____ Provided records

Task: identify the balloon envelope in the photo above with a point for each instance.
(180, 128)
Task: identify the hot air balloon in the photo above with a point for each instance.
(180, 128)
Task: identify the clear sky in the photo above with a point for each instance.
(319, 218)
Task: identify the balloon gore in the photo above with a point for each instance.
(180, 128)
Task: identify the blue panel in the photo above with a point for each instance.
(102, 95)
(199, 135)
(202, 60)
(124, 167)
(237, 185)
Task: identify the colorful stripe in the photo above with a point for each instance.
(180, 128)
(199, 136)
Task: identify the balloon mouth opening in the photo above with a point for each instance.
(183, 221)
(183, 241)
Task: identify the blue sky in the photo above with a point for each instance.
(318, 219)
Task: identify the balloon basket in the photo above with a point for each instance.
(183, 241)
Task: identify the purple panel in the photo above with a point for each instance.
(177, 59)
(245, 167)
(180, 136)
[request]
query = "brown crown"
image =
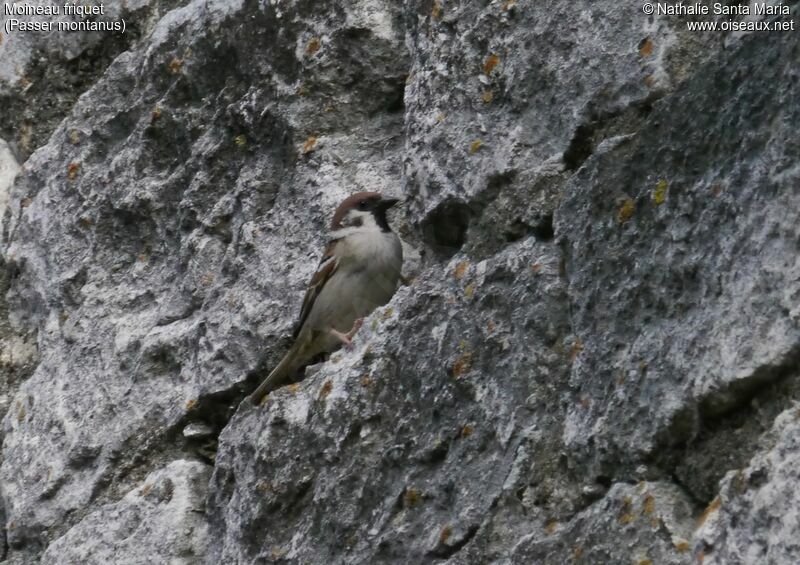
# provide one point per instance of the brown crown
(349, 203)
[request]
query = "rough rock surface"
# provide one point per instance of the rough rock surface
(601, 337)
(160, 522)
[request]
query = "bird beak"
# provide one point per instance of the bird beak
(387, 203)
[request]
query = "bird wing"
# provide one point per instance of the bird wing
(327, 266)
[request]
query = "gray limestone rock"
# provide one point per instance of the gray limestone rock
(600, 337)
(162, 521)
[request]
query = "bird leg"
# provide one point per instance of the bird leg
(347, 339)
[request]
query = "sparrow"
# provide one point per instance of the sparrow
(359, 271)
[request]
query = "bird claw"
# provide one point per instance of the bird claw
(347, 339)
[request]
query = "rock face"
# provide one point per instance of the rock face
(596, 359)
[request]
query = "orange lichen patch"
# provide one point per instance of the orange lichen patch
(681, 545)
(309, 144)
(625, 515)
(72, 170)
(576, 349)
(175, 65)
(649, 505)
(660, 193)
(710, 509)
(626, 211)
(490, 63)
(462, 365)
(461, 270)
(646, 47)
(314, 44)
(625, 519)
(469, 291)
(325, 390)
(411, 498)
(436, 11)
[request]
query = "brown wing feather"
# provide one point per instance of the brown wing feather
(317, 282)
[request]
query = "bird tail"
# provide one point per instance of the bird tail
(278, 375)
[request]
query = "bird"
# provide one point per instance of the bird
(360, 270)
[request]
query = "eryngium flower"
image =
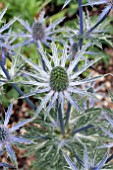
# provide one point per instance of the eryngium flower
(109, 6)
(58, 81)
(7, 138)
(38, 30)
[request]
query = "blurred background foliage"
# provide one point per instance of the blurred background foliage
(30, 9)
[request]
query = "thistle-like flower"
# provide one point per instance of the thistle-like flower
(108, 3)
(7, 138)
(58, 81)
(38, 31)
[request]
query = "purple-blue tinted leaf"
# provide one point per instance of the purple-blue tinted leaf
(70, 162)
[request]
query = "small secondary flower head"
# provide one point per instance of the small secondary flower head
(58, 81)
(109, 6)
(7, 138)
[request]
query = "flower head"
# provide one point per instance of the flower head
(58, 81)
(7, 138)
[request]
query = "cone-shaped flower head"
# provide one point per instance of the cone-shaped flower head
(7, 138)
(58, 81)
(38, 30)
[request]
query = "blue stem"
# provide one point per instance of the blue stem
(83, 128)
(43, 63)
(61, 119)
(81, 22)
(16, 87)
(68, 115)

________
____ Provided records

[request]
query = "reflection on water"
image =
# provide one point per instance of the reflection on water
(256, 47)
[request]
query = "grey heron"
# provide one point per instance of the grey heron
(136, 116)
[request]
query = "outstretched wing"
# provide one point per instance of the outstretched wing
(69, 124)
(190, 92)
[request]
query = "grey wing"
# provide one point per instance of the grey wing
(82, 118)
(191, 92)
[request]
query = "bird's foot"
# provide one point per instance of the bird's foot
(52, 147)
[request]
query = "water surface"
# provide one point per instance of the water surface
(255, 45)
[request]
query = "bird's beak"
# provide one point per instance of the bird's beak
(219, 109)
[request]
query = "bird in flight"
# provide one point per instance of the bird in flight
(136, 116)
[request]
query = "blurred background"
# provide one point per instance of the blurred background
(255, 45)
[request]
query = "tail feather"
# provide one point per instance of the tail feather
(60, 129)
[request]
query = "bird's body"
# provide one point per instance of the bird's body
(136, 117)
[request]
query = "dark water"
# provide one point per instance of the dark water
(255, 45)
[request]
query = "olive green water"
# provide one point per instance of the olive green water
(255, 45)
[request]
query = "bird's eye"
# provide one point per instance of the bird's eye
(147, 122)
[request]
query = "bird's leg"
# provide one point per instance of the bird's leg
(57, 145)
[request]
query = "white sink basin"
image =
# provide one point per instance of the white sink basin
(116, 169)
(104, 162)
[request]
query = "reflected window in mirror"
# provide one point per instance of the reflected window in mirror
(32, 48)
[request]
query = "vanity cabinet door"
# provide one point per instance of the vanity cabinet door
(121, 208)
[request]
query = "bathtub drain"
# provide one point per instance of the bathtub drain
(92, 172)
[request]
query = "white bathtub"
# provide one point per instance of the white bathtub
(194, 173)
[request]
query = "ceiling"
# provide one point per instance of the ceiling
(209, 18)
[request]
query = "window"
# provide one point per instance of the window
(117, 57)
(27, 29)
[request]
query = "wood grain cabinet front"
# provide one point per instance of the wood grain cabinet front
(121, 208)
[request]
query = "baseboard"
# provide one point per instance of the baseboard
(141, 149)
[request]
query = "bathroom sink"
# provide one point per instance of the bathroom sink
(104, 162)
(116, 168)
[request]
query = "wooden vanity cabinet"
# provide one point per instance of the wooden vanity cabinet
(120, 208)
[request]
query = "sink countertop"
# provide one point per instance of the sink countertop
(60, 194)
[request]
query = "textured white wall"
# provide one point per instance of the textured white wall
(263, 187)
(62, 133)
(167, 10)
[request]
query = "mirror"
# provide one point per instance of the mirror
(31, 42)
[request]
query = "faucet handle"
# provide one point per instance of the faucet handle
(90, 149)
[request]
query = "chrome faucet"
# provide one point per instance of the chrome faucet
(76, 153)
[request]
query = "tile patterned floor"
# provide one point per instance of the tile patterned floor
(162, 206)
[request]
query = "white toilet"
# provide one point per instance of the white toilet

________

-- Short exercise --
Please list every line of the items above that contains the word "textured", copying each such line in full.

-- Written answer --
query = "textured white wall"
# provide one point per instance of the textured white wall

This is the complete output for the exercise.